>> Start Source document

2. By a Show Cause Notice dated 14-9-1992, the appellants were called upon by the Department to show cause why differential Customs duty should not be demanded from them with regard to the quantity of components imported in CKD condition under Notification No. 222/87 as amended and used for purposes of supplies to the spare parts requirements of dealers/depots. It was alleged that the appellants had used components of CKD kits imported under the concessional rate available under Notification No. 222/87 for meeting the spare part requirements for vehicles under the warranty scheme. The Department alleged that diversion of components of CKD kits for the said purpose amounted to non-fulfilment of the conditions prescribed under Notification No. 222/87 and consequently differential Customs duty between the full tariff rate of Customs duty normally applicable on such components and the concessional rate availed by the appellants under Notification No. 222/87 was required to be discharged by the appellants. The duty demand was worked out at Rs. 24,57,753.09 on the basis of outstanding balance of CKD components supplied for spare parts requirements which was pending for replacement as on 1-5-1992. Apart from the differential duty demanded, the Show Cause Notice also proposed to impose a penalty under Section 112 of the Customs Act, 1962 for the contravention of the provisions of Section 111.

>> End Source document
>> Start Listed entries

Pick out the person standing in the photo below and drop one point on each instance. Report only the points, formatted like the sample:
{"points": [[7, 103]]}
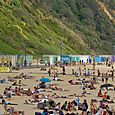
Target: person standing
{"points": [[49, 72], [106, 78], [80, 71], [102, 77], [84, 107], [63, 70], [112, 73], [93, 107]]}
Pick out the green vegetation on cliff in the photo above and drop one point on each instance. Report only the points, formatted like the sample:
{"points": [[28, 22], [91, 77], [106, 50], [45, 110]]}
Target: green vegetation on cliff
{"points": [[43, 24]]}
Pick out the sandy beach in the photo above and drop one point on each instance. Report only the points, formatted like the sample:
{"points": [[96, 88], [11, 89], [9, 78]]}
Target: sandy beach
{"points": [[72, 89]]}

>> End Listed entries

Task objective - Please state the amount at which the customs duty excerpt says the duty demand was worked out.

Task answer - Rs. 24,57,753.09